List every percentage in the lung screening article below, with what each one measures.

Study text section start

According to three-year outcomes data released this month by the Pittsburgh Lung Screening Study (PLuSS), although CT screening is leading to the discovery of early stage lung cancer, it has also led to many diagnostic follow-up procedures, including major thoracic surgical procedures with non-cancer outcomes.
The PLuSS results, published in the November issue of the American Journal of Respiratory and Critical Care Medicine, reported findings from initial and one-year repeat screening low-radiation-dose CT of the chest and three-year outcomes for 50- to 79-year-old current and ex-smokers.
A cohort of 3,642 and 3,423 subjects had initial and repeat screening, respectively. A total of 1,477 were told about noncalcified lung nodules on the initial screening and, before repeat screening, 55.6 percent of this subgroup obtained one or more subsequent diagnostic imaging studies (CT, PET or PET/CT).
Tracking identified 80 subjects with lung cancer, including 53 subjects with tumor seen at initial screening. In all, 1 percent of the total cohort referred for abnormalities on either the initial or repeat screening, had a major thoracic surgical procedure leading to a non-cancer final diagnosis.
Out of 82 subjects with thoracotomy or video-assisted thoracoscopic surgery to exclude malignancy in a lung nodule, 34.1 percent received a non-cancer final diagnosis. Overall, the researchers found that 58 percent of the subjects with non–small cell lung cancer had stage I disease at diagnosis.
Commenting on the results, York E. Miller, MD, from the University Colorado, Denver, said that the challenge for healthcare providers utilizing CT lung screening “is how to avoid major surgery and illness from interventions triggered by nodule discovery on CT.”

Study text section end
Listed records section start

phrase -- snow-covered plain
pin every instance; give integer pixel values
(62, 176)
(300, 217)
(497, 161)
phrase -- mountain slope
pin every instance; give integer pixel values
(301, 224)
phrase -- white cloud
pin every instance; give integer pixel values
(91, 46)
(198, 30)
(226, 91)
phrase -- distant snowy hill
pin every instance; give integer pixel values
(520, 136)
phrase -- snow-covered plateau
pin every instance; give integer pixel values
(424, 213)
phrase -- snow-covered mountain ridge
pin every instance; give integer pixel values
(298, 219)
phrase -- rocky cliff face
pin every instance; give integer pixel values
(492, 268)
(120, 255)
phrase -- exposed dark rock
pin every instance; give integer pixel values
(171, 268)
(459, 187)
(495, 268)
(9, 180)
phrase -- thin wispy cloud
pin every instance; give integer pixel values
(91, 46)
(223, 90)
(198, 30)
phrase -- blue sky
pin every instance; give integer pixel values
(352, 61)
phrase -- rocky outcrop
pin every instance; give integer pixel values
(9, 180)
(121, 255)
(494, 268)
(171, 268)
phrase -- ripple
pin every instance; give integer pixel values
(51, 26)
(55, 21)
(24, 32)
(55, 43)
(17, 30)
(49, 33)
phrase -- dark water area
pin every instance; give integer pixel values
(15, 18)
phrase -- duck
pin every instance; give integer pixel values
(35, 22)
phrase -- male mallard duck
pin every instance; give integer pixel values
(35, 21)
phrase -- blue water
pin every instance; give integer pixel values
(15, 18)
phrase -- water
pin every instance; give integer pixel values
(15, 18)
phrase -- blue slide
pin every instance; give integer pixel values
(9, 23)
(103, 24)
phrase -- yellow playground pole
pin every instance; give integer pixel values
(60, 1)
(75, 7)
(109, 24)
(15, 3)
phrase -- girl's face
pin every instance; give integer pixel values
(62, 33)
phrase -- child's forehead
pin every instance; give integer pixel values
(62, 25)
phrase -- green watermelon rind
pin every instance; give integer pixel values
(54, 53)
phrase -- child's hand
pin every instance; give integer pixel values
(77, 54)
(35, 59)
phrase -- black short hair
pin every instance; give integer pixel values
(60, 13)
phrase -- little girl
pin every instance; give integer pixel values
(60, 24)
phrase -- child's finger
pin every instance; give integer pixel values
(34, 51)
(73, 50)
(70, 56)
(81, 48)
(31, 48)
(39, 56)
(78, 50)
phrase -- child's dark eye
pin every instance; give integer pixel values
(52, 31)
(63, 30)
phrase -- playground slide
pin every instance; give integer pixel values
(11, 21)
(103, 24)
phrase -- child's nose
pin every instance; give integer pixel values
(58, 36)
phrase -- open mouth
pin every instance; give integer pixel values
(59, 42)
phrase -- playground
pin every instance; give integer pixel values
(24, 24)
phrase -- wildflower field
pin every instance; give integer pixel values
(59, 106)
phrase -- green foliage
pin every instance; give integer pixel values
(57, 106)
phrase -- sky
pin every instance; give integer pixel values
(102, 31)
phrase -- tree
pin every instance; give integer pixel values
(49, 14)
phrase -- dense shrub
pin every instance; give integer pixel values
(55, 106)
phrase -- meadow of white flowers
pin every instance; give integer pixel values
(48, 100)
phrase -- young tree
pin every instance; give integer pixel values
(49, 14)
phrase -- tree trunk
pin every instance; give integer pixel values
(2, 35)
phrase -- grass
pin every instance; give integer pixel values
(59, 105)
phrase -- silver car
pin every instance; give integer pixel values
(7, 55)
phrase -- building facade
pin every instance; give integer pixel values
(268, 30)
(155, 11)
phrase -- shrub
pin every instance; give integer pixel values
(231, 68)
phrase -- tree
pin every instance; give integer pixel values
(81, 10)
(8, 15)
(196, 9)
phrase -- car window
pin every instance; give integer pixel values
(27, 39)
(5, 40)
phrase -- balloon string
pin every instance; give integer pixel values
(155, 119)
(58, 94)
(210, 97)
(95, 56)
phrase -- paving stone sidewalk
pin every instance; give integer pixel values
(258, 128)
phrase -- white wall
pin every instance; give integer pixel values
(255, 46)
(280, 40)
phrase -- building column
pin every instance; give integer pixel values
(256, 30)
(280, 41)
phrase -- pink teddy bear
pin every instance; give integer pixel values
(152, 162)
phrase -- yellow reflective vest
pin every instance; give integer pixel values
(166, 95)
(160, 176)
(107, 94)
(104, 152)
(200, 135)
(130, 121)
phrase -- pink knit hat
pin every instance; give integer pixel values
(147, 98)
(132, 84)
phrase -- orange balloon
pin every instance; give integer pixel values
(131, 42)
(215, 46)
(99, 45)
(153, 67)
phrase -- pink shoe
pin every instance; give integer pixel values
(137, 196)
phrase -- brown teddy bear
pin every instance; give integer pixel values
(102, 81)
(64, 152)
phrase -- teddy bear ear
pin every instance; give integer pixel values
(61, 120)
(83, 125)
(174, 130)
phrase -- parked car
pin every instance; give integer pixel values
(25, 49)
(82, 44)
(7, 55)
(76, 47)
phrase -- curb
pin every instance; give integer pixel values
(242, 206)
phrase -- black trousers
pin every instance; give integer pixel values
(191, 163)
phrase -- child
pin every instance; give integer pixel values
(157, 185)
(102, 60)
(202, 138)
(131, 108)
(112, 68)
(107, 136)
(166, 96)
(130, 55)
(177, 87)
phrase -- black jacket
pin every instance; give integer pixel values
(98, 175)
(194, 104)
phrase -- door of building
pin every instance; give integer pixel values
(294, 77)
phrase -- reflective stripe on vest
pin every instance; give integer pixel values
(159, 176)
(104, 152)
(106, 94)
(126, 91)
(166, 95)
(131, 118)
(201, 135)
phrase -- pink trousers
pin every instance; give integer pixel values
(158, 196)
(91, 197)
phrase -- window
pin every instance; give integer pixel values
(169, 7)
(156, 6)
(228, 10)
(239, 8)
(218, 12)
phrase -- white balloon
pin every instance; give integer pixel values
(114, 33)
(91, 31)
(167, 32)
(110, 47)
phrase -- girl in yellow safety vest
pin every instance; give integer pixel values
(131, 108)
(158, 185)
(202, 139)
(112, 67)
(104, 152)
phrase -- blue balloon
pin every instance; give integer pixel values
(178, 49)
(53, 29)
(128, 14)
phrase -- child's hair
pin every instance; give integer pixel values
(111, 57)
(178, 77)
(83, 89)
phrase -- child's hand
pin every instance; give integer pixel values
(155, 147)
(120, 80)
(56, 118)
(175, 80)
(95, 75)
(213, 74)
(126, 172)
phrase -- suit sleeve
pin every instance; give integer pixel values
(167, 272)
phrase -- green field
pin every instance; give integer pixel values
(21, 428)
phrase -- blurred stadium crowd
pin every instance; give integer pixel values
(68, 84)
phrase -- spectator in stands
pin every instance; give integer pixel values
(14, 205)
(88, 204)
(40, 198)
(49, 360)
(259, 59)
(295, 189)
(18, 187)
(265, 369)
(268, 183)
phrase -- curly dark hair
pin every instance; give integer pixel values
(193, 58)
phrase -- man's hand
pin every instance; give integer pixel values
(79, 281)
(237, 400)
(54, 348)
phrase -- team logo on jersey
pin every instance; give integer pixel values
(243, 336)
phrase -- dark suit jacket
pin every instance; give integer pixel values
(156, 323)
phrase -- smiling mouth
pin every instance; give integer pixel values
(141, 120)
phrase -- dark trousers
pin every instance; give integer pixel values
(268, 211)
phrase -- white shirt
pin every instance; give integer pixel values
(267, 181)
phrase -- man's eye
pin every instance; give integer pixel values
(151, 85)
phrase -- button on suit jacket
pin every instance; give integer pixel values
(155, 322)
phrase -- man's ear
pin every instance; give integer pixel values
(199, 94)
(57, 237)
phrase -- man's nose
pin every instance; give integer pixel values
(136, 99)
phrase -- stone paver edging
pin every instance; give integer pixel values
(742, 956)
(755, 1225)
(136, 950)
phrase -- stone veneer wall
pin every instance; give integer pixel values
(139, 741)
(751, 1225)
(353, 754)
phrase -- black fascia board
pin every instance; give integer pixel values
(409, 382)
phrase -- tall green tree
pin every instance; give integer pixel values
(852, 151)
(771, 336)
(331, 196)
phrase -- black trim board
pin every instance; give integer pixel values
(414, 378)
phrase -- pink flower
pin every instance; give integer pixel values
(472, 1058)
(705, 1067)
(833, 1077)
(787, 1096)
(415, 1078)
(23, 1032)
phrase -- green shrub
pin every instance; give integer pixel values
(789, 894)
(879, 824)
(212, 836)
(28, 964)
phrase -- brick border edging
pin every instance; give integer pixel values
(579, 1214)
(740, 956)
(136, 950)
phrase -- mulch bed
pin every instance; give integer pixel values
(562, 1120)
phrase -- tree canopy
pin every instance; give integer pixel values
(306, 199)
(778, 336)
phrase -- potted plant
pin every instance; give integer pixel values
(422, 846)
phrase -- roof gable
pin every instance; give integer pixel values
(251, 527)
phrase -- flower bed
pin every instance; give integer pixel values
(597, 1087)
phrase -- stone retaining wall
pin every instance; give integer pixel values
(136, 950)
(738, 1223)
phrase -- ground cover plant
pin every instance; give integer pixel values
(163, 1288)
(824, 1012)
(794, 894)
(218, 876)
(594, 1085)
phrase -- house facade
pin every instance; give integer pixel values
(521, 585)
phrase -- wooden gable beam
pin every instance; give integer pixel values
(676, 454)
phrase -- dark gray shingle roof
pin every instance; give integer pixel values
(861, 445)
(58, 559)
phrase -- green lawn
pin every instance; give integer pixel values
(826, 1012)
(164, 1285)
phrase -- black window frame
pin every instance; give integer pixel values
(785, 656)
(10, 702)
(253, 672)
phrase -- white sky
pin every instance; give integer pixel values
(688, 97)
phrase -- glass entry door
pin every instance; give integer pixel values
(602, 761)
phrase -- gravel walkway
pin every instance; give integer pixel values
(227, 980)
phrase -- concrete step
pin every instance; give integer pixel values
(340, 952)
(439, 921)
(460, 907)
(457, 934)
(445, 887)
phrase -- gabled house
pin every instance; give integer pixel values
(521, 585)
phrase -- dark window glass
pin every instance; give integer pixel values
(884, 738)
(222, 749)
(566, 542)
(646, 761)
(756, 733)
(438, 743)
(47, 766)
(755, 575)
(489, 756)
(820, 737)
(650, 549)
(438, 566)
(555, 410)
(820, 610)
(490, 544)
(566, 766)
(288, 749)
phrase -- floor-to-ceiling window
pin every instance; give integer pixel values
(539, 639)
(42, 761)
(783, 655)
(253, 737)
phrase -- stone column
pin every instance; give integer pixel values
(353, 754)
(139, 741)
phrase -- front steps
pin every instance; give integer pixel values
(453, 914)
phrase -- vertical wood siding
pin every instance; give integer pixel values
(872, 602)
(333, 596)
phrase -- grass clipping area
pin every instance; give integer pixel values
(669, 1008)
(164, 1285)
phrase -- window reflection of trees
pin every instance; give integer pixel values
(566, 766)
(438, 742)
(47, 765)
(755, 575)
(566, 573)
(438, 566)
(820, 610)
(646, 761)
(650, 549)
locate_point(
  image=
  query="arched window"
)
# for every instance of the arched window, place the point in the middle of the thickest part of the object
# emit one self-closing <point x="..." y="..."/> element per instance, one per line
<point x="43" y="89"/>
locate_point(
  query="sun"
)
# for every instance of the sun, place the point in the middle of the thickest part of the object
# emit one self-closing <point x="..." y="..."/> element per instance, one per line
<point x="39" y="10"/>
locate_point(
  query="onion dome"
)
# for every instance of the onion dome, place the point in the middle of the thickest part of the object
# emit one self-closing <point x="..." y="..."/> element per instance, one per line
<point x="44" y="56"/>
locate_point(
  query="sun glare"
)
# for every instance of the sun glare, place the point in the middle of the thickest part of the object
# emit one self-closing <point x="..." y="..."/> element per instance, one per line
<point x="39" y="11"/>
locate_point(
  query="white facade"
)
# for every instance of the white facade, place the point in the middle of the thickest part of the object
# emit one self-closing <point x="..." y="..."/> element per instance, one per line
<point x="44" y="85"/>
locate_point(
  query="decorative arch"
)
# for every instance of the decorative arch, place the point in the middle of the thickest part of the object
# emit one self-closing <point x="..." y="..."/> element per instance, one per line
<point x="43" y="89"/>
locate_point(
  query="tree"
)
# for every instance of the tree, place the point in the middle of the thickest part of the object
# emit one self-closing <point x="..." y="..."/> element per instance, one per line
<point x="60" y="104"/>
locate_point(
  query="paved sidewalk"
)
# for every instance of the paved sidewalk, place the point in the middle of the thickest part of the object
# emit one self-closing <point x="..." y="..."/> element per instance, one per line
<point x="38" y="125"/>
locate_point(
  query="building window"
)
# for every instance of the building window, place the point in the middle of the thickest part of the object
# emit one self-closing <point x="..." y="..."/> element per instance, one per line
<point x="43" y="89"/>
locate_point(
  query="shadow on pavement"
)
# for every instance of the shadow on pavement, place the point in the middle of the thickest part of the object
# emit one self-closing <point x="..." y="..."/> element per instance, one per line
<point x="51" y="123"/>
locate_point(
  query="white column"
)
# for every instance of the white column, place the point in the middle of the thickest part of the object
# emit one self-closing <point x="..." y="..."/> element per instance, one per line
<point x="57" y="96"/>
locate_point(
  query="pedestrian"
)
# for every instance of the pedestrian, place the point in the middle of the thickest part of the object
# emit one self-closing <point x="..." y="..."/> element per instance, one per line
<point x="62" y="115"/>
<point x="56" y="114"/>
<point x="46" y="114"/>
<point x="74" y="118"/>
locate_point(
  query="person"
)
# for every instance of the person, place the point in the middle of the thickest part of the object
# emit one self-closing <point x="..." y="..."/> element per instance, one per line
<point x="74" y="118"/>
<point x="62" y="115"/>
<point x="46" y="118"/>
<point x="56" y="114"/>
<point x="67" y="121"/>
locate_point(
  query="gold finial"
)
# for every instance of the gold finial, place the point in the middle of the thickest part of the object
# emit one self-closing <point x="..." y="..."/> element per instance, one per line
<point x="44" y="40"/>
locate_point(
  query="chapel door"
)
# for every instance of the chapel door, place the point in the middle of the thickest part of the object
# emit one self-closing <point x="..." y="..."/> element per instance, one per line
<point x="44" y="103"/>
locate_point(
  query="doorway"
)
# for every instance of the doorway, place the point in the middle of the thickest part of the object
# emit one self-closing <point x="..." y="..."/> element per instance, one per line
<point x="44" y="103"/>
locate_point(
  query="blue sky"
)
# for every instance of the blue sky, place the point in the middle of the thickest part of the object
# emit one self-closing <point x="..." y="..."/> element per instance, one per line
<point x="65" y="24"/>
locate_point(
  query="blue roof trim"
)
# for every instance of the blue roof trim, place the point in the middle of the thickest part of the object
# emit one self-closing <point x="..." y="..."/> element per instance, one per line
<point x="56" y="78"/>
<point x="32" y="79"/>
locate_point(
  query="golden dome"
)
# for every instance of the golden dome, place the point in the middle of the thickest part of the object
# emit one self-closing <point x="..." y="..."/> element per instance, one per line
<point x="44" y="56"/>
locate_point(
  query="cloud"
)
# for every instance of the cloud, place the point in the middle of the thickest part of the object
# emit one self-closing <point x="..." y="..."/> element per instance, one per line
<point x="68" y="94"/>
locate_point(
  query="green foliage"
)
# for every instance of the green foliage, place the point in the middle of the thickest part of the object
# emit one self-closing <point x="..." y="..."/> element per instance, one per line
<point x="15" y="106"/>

Listed records section end

■ Result for this exercise:
- 55.6 percent: share of the 1,477 subjects told about noncalcified lung nodules on initial screening who obtained one or more diagnostic imaging studies before repeat screening
- 1 percent: share of the total cohort, referred for abnormalities on either screening, who had a major thoracic surgical procedure leading to a non-cancer final diagnosis
- 34.1 percent: share of the 82 subjects with thoracotomy or video-assisted thoracoscopic surgery who received a non-cancer final diagnosis
- 58 percent: share of subjects with non–small cell lung cancer who had stage I disease at diagnosis